Module 3 - Efficiency¶

In addition to helping simplify code, tensors provide a basis for speeding up computation. In fact, they are really the only way to efficiently write deep learning code in a slow language like Python. However, nothing we have done so far really makes anything faster than Module 0 - Fundamentals. This module is focused on taking advantage of tensors to write fast code, first on standard CPUs and then using GPUs.

All starter code is available in https://github.com/minitorch/Module-3 .

To begin, remember to activate your virtual environment first, and then clone your assignment:

>>> git clone {{STUDENT_ASSIGNMENT3_URL}}
>>> cd {{STUDENT_ASSIGNMENT_NAME}}
>>> pip install -Ue .

You need the files from previous assignments, so maker sure to pull them over to your new repo.

Be sure to continue to follow the Contributing guidelines.

Guides

Tasks¶

For this assignment you will need to run you commands in the Google Colab virtual environment. Follow these instructions for Colab setup.

Task 3.1: Parallelization¶

Note

This task requires basic familiarity with Numba prange. Be sure to very carefully read the section on Parallel Computation, Numba and review Module 2 - Tensors.

The main backend for our codebase are the three functions map, zip, and reduce. If we can speed up these three, everything we built so far will get better. This exercise asks you to utilize Numba and the njit function to speed up these functions. In particular if you can utilize parallelization through prange you can get some big wins. Be careful though! Parallelization can lead to funny bugs.

In order to help debug this code, we have created a parallel analytics script for you

python project/parallel_test.py

Running this script will run NUMBA diagnostics on your functions.

Todo

Complete the following in minitorch/fast_ops.py and pass tests marked as task3_1. Furthermore include the diagnostics output from the above script in your README. Your code should have at least one parallelized loop.

» **What you need to do**:
Rewrite the module text between "Be sure to continue" and "2 - Tensors.", inclusive, putting "closely" in place of "carefully".

» **Study material**:
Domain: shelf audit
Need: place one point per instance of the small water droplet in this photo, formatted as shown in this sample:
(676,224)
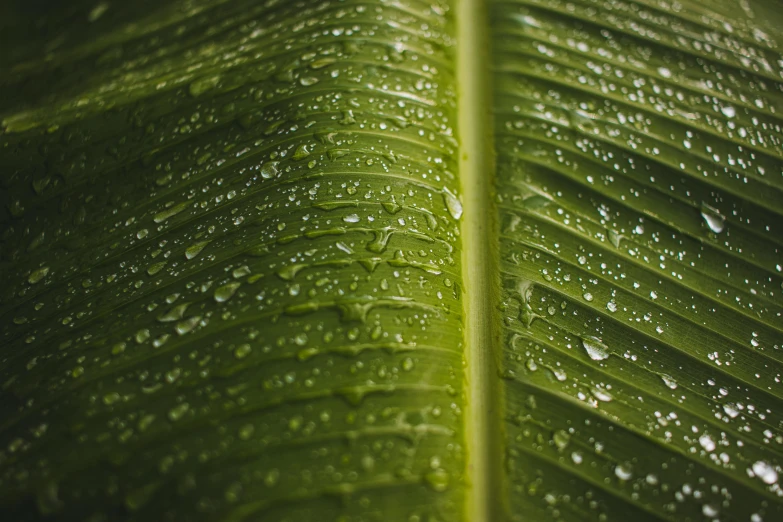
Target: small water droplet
(712,216)
(595,348)
(452,204)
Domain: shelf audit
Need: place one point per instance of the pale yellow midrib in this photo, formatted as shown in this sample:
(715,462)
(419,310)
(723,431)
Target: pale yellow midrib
(485,497)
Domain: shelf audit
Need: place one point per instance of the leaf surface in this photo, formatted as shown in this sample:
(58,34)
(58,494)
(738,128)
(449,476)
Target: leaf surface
(361,261)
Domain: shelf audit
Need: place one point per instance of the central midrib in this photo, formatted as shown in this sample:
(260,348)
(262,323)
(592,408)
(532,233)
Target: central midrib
(479,261)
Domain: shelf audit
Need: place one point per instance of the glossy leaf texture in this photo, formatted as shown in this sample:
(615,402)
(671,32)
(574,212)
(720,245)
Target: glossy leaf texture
(640,201)
(233,283)
(231,264)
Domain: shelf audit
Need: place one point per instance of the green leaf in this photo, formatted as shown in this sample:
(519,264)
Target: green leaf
(360,261)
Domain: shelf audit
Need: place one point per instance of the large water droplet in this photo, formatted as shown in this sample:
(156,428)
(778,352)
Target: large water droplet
(765,472)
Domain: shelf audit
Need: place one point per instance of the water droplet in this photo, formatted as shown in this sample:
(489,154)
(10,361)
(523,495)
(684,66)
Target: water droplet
(707,442)
(195,249)
(178,411)
(623,471)
(712,216)
(269,170)
(452,204)
(669,381)
(163,215)
(37,275)
(561,438)
(437,480)
(226,292)
(765,472)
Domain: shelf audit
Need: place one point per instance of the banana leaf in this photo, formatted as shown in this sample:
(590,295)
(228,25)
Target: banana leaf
(391,260)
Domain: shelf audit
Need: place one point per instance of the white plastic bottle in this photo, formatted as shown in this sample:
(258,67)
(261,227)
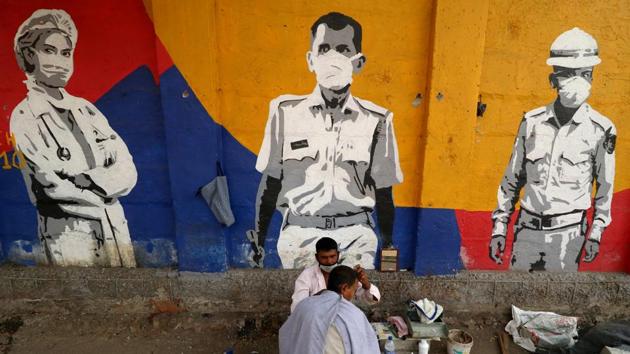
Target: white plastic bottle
(423,347)
(390,347)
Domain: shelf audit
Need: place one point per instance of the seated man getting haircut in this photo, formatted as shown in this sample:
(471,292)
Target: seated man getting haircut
(315,278)
(328,322)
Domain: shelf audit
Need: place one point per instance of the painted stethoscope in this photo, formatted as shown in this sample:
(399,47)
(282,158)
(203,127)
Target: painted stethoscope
(63,153)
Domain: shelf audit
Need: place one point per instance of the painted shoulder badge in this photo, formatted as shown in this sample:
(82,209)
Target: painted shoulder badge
(610,141)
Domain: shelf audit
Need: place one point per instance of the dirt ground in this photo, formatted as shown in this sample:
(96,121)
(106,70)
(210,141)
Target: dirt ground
(175,333)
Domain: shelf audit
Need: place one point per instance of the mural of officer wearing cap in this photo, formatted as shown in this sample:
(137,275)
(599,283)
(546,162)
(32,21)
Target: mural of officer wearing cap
(560,150)
(328,158)
(76,166)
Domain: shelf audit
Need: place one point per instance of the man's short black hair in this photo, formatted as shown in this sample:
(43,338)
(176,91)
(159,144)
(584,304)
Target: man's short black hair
(338,21)
(326,244)
(339,276)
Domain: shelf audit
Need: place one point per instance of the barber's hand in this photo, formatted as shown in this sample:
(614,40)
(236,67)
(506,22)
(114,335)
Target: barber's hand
(591,248)
(497,247)
(256,256)
(363,279)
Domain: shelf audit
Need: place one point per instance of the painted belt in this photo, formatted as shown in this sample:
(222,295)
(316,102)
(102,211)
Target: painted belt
(329,222)
(549,222)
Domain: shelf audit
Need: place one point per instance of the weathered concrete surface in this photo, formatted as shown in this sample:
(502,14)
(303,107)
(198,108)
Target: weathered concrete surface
(266,294)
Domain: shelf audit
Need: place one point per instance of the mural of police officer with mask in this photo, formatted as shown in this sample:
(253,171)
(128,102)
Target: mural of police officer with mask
(328,159)
(560,150)
(76,165)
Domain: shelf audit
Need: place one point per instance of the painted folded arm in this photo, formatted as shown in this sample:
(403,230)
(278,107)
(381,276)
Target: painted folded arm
(47,170)
(116,175)
(604,177)
(511,184)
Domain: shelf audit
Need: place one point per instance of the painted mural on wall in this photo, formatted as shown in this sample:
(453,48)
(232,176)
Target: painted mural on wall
(328,159)
(560,151)
(76,166)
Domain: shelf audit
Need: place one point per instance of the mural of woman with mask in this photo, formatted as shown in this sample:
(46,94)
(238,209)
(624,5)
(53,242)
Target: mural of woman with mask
(76,166)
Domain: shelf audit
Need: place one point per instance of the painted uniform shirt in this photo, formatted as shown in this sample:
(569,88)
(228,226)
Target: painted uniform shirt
(329,164)
(555,166)
(41,126)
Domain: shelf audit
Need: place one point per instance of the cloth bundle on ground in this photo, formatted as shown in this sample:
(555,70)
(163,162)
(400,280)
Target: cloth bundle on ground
(428,311)
(543,330)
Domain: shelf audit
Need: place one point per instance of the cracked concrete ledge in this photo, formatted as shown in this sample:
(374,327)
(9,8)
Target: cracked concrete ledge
(264,292)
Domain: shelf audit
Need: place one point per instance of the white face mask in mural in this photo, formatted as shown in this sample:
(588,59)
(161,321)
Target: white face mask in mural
(329,268)
(333,69)
(574,91)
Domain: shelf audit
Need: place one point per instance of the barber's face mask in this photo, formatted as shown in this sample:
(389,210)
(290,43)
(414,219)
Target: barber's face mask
(333,69)
(574,91)
(327,269)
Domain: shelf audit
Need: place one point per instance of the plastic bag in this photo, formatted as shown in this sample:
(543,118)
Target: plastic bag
(536,329)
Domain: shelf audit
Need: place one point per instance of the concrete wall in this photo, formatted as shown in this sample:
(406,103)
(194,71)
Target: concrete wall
(594,296)
(187,84)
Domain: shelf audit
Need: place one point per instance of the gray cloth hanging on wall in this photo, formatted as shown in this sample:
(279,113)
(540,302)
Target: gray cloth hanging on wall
(217,196)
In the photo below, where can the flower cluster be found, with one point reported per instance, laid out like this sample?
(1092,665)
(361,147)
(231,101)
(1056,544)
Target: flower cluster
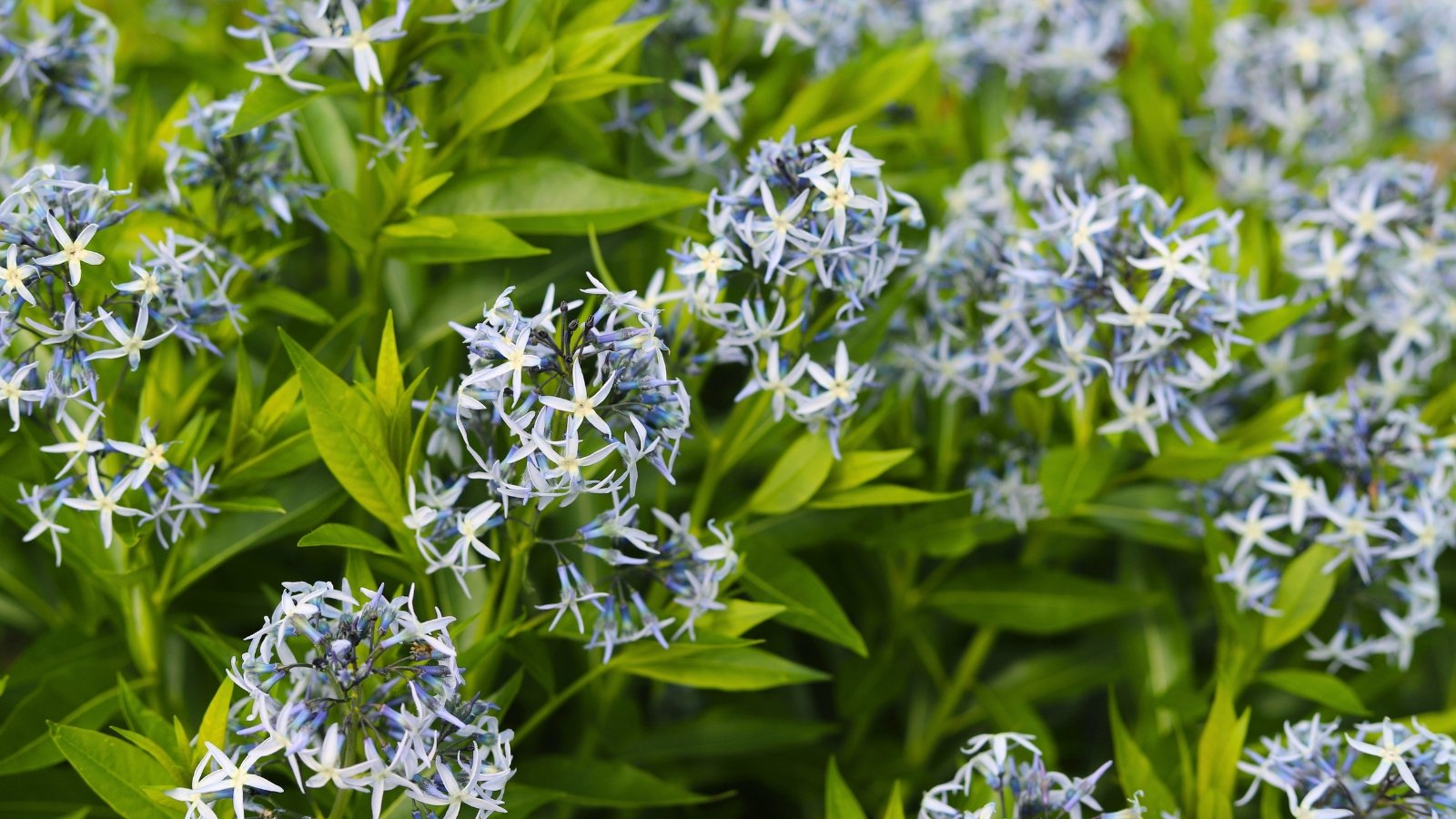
(1382,770)
(637,561)
(1101,286)
(698,140)
(1370,486)
(1380,244)
(1008,486)
(996,780)
(60,66)
(834,29)
(258,171)
(1077,142)
(116,479)
(803,244)
(368,697)
(1296,87)
(1056,48)
(57,319)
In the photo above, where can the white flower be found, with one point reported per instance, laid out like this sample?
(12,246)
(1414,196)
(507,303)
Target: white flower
(15,276)
(104,503)
(1390,753)
(73,252)
(128,344)
(713,102)
(781,22)
(581,407)
(14,392)
(359,41)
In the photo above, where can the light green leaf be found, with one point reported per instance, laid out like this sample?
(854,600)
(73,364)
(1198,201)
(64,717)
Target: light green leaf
(1070,475)
(347,537)
(460,238)
(1317,687)
(1133,768)
(1219,749)
(500,98)
(776,577)
(1302,596)
(602,783)
(795,477)
(839,800)
(349,435)
(271,99)
(720,669)
(880,494)
(344,215)
(215,720)
(528,196)
(1033,601)
(858,468)
(120,773)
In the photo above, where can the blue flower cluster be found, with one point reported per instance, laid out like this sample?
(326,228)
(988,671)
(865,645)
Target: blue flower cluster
(997,780)
(364,695)
(58,66)
(257,172)
(1380,244)
(803,242)
(1369,486)
(1382,770)
(1103,288)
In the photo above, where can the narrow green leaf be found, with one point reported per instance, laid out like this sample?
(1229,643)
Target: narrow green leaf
(1317,687)
(602,783)
(880,494)
(349,436)
(858,468)
(458,238)
(1133,768)
(808,605)
(118,771)
(795,477)
(347,537)
(526,196)
(1302,596)
(1033,601)
(839,800)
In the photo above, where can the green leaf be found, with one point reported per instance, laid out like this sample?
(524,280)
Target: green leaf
(271,99)
(290,303)
(1219,749)
(839,800)
(808,605)
(737,617)
(344,215)
(500,98)
(1033,601)
(528,196)
(349,435)
(1133,768)
(1317,687)
(895,804)
(795,477)
(1070,475)
(880,494)
(460,238)
(347,537)
(215,720)
(1302,596)
(120,773)
(858,468)
(720,669)
(858,92)
(602,783)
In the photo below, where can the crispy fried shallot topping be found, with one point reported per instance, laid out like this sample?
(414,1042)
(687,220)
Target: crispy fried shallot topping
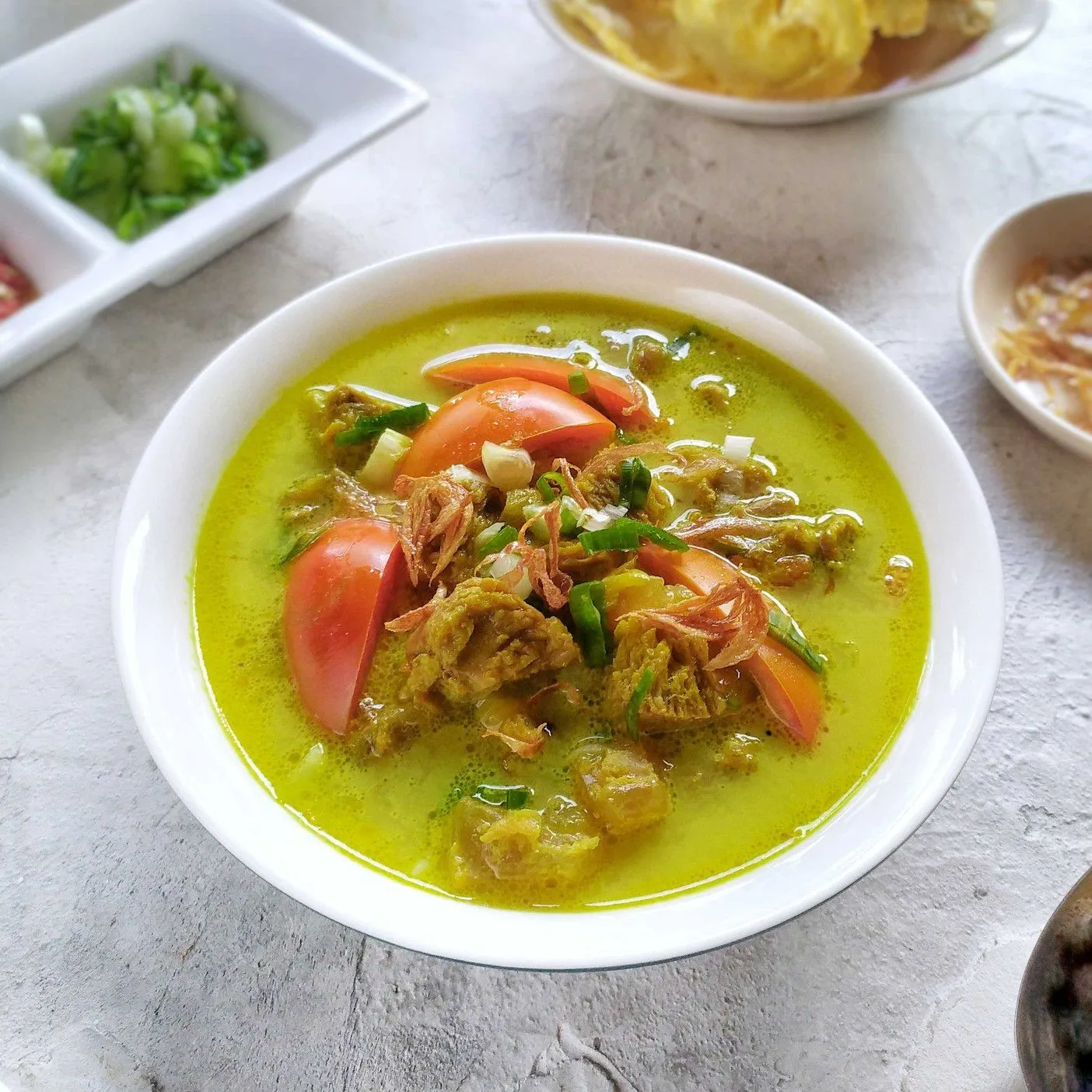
(567,691)
(438,518)
(418,616)
(520,736)
(565,469)
(541,564)
(732,619)
(413,621)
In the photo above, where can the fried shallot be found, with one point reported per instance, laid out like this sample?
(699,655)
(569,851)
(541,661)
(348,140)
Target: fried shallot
(438,519)
(732,619)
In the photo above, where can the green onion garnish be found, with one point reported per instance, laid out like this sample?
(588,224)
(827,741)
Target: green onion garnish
(578,383)
(503,796)
(299,544)
(498,542)
(400,419)
(679,346)
(635,700)
(628,534)
(786,632)
(588,606)
(635,481)
(551,486)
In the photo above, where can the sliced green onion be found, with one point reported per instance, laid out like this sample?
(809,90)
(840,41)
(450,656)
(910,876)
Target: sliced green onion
(299,544)
(578,383)
(503,796)
(495,538)
(679,346)
(628,534)
(390,449)
(588,605)
(551,486)
(507,467)
(635,481)
(400,418)
(786,632)
(635,700)
(570,516)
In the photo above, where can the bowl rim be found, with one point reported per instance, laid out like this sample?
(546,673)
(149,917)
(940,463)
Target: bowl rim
(500,940)
(1064,432)
(784,111)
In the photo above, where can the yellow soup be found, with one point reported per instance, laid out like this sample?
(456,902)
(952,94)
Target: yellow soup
(734,787)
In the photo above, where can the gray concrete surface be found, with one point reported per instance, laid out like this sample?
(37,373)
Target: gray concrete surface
(135,954)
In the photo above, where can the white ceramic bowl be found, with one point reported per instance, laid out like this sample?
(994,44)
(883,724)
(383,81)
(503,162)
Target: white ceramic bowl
(1060,227)
(1017,24)
(166,688)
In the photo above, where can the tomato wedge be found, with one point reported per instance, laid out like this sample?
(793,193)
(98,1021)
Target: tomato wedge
(789,686)
(538,418)
(338,592)
(625,401)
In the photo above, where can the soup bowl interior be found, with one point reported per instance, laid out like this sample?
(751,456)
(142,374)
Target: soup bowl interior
(1016,25)
(163,676)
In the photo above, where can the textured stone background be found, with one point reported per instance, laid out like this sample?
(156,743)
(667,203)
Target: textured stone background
(135,954)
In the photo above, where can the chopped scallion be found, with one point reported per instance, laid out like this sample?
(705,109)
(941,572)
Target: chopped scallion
(503,796)
(786,632)
(390,449)
(635,700)
(588,606)
(299,544)
(400,418)
(628,535)
(507,467)
(635,480)
(495,538)
(551,486)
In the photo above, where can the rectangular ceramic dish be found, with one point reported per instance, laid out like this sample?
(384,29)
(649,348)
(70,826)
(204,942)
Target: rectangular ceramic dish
(313,97)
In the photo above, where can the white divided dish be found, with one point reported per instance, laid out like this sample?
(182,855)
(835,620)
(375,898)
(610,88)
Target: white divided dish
(1016,26)
(153,618)
(310,95)
(1059,227)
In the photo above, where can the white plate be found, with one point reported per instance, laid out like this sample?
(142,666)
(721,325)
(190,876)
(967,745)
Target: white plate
(1060,227)
(311,96)
(163,678)
(1017,24)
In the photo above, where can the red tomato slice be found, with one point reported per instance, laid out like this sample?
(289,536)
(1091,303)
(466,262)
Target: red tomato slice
(334,608)
(541,418)
(789,686)
(626,402)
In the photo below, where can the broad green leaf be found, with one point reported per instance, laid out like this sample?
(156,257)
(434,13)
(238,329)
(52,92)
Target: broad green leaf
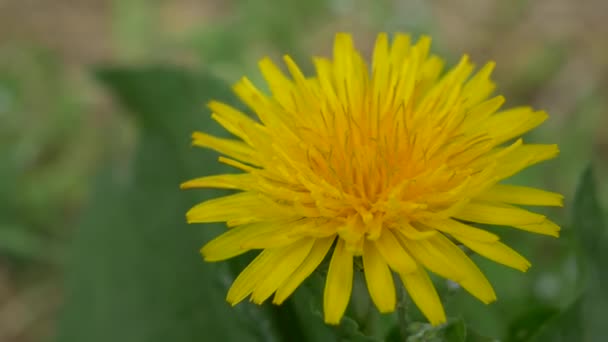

» **Answer for the task**:
Be sure to continue to follow the Contributing guidelines.

Guides

Tasks¶

For this assignment you will need to run you commands in the Google Colab virtual environment. Follow these instructions for Colab setup.

Task 3.1: Parallelization¶

Note

This task requires basic familiarity with Numba prange. Be sure to very closely read the section on Parallel Computation, Numba and review Module 2 - Tensors.